Reproduce all of the data below line for line, with no changes.

Entries from a point annotation set:
▬▬▬▬▬▬▬▬▬▬
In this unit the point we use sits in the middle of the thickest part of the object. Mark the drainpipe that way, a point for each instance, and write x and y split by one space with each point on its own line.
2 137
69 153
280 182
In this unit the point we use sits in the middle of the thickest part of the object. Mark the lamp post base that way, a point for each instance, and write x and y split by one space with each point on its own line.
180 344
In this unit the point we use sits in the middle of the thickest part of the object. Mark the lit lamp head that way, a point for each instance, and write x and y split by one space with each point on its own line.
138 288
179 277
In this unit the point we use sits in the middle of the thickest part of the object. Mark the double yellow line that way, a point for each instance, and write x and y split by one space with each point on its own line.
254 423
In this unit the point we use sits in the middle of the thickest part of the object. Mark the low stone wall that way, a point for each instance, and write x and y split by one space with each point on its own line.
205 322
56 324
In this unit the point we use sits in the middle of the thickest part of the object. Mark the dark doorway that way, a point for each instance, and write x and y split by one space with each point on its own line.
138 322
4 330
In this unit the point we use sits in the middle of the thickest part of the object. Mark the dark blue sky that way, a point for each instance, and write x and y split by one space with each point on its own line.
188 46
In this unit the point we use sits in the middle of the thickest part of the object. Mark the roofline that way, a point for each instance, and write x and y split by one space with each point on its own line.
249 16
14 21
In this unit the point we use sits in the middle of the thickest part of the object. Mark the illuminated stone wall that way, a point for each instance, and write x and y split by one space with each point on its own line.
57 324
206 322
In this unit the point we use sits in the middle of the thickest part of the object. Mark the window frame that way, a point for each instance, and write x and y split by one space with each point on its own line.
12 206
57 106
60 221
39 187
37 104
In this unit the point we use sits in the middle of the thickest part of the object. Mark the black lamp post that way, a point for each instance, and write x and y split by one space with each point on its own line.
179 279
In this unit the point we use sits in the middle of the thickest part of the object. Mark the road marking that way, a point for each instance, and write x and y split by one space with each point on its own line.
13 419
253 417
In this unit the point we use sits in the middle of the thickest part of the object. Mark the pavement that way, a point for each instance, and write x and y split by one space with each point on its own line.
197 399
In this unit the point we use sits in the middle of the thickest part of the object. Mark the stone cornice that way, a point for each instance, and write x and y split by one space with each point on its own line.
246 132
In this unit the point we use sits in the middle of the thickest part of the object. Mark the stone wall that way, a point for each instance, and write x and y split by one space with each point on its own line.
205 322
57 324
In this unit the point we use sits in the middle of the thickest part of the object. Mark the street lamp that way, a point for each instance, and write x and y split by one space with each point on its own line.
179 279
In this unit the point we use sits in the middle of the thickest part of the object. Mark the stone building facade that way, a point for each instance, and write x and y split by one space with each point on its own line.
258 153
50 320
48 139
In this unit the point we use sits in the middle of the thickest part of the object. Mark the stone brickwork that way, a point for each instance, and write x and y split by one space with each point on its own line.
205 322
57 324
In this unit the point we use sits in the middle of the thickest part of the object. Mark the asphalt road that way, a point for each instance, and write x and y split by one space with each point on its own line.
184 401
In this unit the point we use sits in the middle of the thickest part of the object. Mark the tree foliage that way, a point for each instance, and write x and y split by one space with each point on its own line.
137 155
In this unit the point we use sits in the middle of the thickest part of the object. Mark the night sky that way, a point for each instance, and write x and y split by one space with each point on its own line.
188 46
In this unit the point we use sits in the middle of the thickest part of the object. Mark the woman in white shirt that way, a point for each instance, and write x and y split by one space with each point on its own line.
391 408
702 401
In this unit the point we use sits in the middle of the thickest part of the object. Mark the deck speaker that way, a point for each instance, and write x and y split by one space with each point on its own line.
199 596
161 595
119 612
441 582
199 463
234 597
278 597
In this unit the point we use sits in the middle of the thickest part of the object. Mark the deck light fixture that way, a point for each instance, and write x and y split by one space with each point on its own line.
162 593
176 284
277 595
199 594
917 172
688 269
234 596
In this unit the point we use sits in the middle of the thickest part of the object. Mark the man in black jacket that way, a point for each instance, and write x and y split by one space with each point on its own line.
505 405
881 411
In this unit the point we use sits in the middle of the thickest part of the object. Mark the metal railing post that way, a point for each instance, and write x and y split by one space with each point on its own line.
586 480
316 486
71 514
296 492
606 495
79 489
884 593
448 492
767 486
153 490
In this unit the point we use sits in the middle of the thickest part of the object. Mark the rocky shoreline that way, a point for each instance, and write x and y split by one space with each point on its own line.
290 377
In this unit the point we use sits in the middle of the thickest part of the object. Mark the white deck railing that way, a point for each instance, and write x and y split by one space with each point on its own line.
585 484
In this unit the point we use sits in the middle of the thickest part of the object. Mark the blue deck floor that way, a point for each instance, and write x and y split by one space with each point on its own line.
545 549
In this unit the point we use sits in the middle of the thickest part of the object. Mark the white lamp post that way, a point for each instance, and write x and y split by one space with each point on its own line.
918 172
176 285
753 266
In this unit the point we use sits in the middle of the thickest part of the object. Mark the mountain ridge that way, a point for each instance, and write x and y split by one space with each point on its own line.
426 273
▬▬▬▬▬▬▬▬▬▬
The answer:
In this unit the point we use sits in the middle of the thickest part of the object. Mark the drainpipe that way, a point for each instance, and write x and y split by one space with each point on its own line.
2 137
69 153
280 182
In this unit the point we use sits in the middle of the thickest part of the object. Mark the lamp post base that way, a point for each instance, and write x and y split by one space with each point on its own line.
180 344
In this unit the point we use sits in the middle of the thickest part of the object. Mark the lit lamp head that way, a point for each instance, and write x and y split by one space with each point on its own line.
138 288
179 277
In this unit the point we use sits in the middle of the thickest part of the object. Mark the double yellow line that way, a point for each instance, and write x and y split by one space with each point on its own line.
254 423
In this unit the point we use sits in the middle of the thickest part of the object. Mark the low stone wall that way, a point for each instance, and write x and y split by one space with each point on its own line.
205 322
56 324
In this unit the point we use sits in the middle of the thickest part of the object. Mark the dark doorway that way, a point for each instance, and write x and y split by one space with each point on its own line.
138 322
4 330
In this unit the point we use sits in the middle of the thickest part of the object. Mark the dark blue sky that way, a point for each instance, and write x and y split by one space with each point on its own line.
188 46
In this unit the point we use sits in the middle of the thickest part of the object. Mark the roofline that way, a point for each instance, and write x and y split by one space with each point on its own line.
249 16
14 21
In this unit the point we use sits in the middle of the thickest part of the object. Mark the illuminated stone wall that way, a point for each instance, and write x and y split by one space with each point on its own line.
57 324
206 322
In this unit the point we use sits in the middle of the thickest part of the object. Mark the window frame that way, a point for each instance, and write x and y split by one space with each point on its own line.
12 206
57 106
60 221
39 187
37 104
In this unit the point we use sits in the middle of the thickest part of the object. Mark the black lamp post that way, a point for each instance, and write x and y split by one space with each point on its own line.
179 279
In this unit the point we use sits in the middle of the thickest part of the object. Mark the road marking that way, a point for each instance, and write x and y split by one space with each point on its own line.
13 419
253 417
In this unit the point we use sits in the middle of the thickest part of the object. Mark the pavement that way, a point for each instance, and write x and y split by one space with each point on its own line.
197 399
In this unit the point we use sits in the middle of the thickest part of the object. Mark the stone cornice that way, a point for each instance, and write x and y split by one space with each point on its own line.
246 132
In this unit the point we use sits in the middle of the thickest part of the object. Mark the stone wall that way, a point for each instance, and write x and y split by one space with each point on its own line.
205 322
57 324
In this unit the point we use sits in the middle of the thickest part of the object. Mark the street lamp that way, a point for each instance, and write x and y split by one space with each point on its own line.
179 279
In this unit the point we use sits in the middle of the thickest part of the object. Mark the stone building facade that way, a point for each instance, and write x and y split by one space with each point on its own line.
258 153
50 320
48 139
In this unit the point we use sits in the middle of the thickest part of the object. Mark the stone brickwork that way, a point for each instance, and write x and y split by one space with each point on its own line.
205 322
57 324
In this unit the point we use sits in the middle of the thickest part of the object. Mark the asphalt road that way, a point for each instance, and write x and y split by one space with each point on its own line.
184 401
In this unit the point we use sits in the middle of the thickest part of the object. Mark the tree foliage that way, a point for each instance, and write x and y split by one space with each point on its own line.
137 155
In this unit the point we use sits in the middle of the thickest part of the object. Mark the night sky that way, a point for each instance, and write x and y split by one space with each point on its own line.
188 46
In this unit the point we use sits in the middle of the thickest part of the object. Mark the woman in white shirt that way, a point for each instance, and write x and y split by one space with each point on its own line.
391 408
702 401
In this unit the point we use sits in the middle of the thickest part of the object. Mark the deck speaker that way, a point for each instance, and write x and y split by one space with each point on its own line.
199 596
161 595
119 612
441 582
199 463
234 597
278 597
In this unit the point we use sits in the middle of the thickest part of the object. Mark the deck light fixture that way, a point for each instance, and write x and y split by one space with each point on its own line.
162 593
176 284
277 595
199 594
917 172
688 269
234 596
In this unit the point we use sits in the middle of the thickest part of the object. Mark the man in black jacket that way, a point for each instance, and write x and y split by one space with each point on its own line.
505 405
881 411
In this unit the point we use sits in the middle of the thickest part of the object. Mark the metal railing post that way, a point for each instance, and write x and y split by one space with each point on its own line.
586 480
316 486
71 514
296 492
606 495
79 489
884 593
448 492
767 486
153 490
In this unit the point we use sits in the middle of the thickest part of the object. Mark the rocky shoreline that way, a point for each instance, and write x and y split by one space with each point on its own line.
290 377
In this unit the point we use sits in the middle of the thickest part of the object. Mark the white deck railing that way, a point for each instance, and write x and y split by one space with each point on its own line.
585 484
In this unit the point we use sits in the middle of the thickest part of the object. Mark the blue deck floor that way, a point for each instance, and write x and y split by one space with each point on its own line.
545 549
In this unit the point we use sits in the middle of the thickest part of the object. Mark the white lamp post that way, a point for each instance, and write x and y split by one space with each point on its own line.
918 172
176 285
753 266
In this unit the point we use sits in the middle of the thickest part of the object. Mark the mountain ridge that way, a point for each instance, and write x and y split by one space with each point on its own line.
426 273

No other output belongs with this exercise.